Exercise details — Please convert all of the material below into a numbered list, skipping any blank lines. Leave the pictures out of your answer.

Object location annotation data
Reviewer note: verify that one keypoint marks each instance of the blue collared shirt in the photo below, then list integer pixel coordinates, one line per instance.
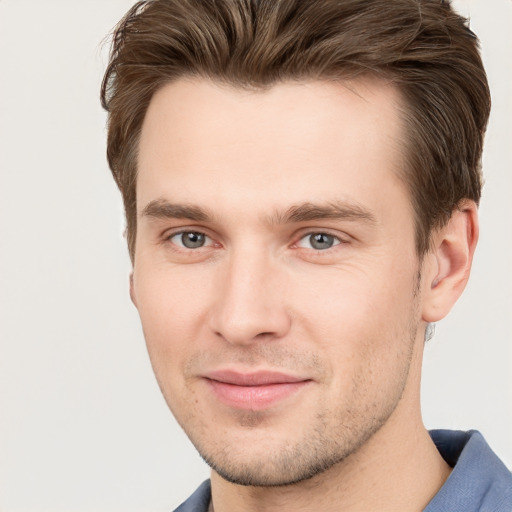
(479, 482)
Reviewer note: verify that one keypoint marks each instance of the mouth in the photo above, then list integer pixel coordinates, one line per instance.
(253, 391)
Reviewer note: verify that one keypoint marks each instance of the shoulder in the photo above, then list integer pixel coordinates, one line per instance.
(479, 480)
(199, 501)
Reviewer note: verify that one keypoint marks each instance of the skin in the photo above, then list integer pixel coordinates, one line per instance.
(242, 169)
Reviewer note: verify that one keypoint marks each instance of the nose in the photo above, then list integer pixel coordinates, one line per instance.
(251, 301)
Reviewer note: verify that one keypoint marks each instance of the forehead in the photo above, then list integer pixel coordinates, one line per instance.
(308, 141)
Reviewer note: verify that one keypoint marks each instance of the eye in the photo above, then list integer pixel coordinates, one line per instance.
(318, 241)
(190, 239)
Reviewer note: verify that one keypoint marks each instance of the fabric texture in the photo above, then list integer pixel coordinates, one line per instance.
(479, 482)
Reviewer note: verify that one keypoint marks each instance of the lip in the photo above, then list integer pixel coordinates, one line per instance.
(254, 391)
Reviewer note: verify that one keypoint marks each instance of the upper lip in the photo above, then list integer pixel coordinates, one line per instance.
(258, 378)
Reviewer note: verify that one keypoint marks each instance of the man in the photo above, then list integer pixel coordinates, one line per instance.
(301, 182)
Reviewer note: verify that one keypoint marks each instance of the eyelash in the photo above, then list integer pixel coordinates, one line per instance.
(337, 240)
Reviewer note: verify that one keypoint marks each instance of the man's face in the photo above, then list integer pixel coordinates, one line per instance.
(275, 271)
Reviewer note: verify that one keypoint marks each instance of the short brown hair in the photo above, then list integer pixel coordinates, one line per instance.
(422, 46)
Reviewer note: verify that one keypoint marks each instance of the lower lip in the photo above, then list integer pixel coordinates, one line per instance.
(255, 398)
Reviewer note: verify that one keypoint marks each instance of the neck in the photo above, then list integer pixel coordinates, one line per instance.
(405, 481)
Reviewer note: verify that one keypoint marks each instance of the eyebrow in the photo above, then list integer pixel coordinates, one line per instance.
(163, 209)
(333, 210)
(305, 212)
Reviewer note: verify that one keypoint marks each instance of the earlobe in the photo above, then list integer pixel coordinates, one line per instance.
(450, 261)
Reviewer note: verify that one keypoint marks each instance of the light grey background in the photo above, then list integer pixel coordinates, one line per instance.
(82, 424)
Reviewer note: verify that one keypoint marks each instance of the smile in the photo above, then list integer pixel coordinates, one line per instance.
(255, 391)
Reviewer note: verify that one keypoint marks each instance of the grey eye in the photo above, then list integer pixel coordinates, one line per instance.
(189, 239)
(318, 241)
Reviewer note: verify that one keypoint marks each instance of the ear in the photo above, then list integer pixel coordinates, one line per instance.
(449, 262)
(132, 290)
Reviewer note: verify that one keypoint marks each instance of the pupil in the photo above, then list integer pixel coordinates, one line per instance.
(192, 240)
(321, 241)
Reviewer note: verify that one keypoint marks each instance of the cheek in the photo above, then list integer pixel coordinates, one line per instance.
(171, 306)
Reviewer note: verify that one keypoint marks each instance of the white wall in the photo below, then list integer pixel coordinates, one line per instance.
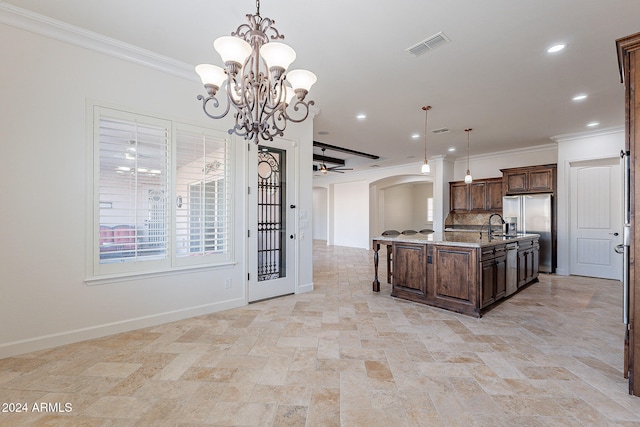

Expected output —
1. Reviewer note: verify that one keypoint marks each instance of the blue collared shirt in the photo below, then list integer pixel coordinates, one line per instance.
2. (479, 482)
3. Reviewer note: verify that one keypoint marks each instance of the mouth in the photo above, then list integer pixel coordinates, one line per instance.
4. (253, 391)
5. Reviewer note: verify that one keypoint marks each instance of the shoulder in the photo above, then list integer pixel coordinates, one line per instance.
6. (479, 480)
7. (199, 501)
8. Reviewer note: verify that one keypoint marks each instance of the skin in the photo above, then list integer pixel coordinates, one line per instance.
9. (242, 169)
10. Reviewer note: verify that one keypoint marks each instance of the nose in the photo above, then list integer pixel coordinates, one line per instance.
11. (251, 301)
12. Reviewer note: verify that one keypoint marks each instance of the forehead in the photo above, then list integer pixel coordinates, one line per instance.
13. (308, 141)
14. Reviewer note: verify that one keypoint marks each instance of the eye in the photo above, then list integer pixel coordinates, one line per instance.
15. (318, 241)
16. (190, 239)
17. Reviewer note: verify that one keypoint marks each instance of the fabric texture in the photo above, then list integer pixel coordinates, one line per instance.
18. (479, 482)
19. Reviewer note: verify that one keypoint marks each instance of the lip in the photo above, then list integer pixel coordinates, one line per instance.
20. (254, 391)
21. Reviewer note: verify that one keypoint marks each instance of the upper lip in the photo above, then list integer pixel coordinates, one line per instance.
22. (258, 378)
23. Reviewer note: verify that one keypoint marks each instance of the man in the photo above, then list integer pixel coordinates, one line per instance.
24. (301, 182)
25. Reviewer note: verify that one keypoint marks each instance of the eyelash in the photo above, then list integer pixel coordinates, one line per instance.
26. (337, 240)
27. Reviewer note: verify that one keypoint marks each instance of the man's face in the photo above, then list integer pixel coordinates, one line per instance.
28. (275, 271)
29. Reviewer note: verify that one keypoint marks each instance of the short brown hair in the photo above, then list integer pixel coordinates, one line per instance.
30. (422, 46)
31. Reviewer note: verify that one keypoint marks each instance of the lower lip in the photo above, then list integer pixel coordinates, one line per instance.
32. (255, 398)
33. Reviewer note: verify that one keypoint marks each instance of the neck in the photo above, then list integer pixel coordinates, one line per instance.
34. (405, 481)
35. Reviewer note: verify that one keypoint marks each instance of the eyebrow in the photo above, then list integer pixel coordinates, one line per instance.
36. (163, 209)
37. (333, 210)
38. (305, 212)
39. Reviewer note: verify that one keypoint marks each instance of the earlobe in the photo above, then list integer pixel coordinates, one line per instance.
40. (450, 261)
41. Reviewer note: verify that one keypoint marks each instance of the light grey background in the photo above, then list integer pixel coordinates, one line per instance.
42. (82, 424)
43. Reviewer note: verify that one keypoint marks each instance of the smile in the photo above, then list integer pixel coordinates, one line per instance.
44. (255, 391)
45. Reviewer note: verify that one keypoint marks each instance of the grey eye in the photo above, then list integer pixel coordinates, one line per instance.
46. (189, 239)
47. (318, 241)
48. Reviewer note: verify that one keypoint marks each instance of the ear in the photo above, then list integer pixel coordinates, one line per instance.
49. (449, 262)
50. (132, 290)
51. Reviewer note: verify that one keypoint marks each instance of the pupil in the photo above, then list integer pixel coordinates, one line per instance.
52. (192, 240)
53. (321, 241)
54. Reviewer note: verify that one keypoint marks each instance of the cheek in the photo above, then list integer pixel coordinates, one line per instance.
55. (171, 306)
56. Reviewer note: verify that one keypoint marks each instance of the white wall in the photo below, then list integer pixel coordinates, one line per instance.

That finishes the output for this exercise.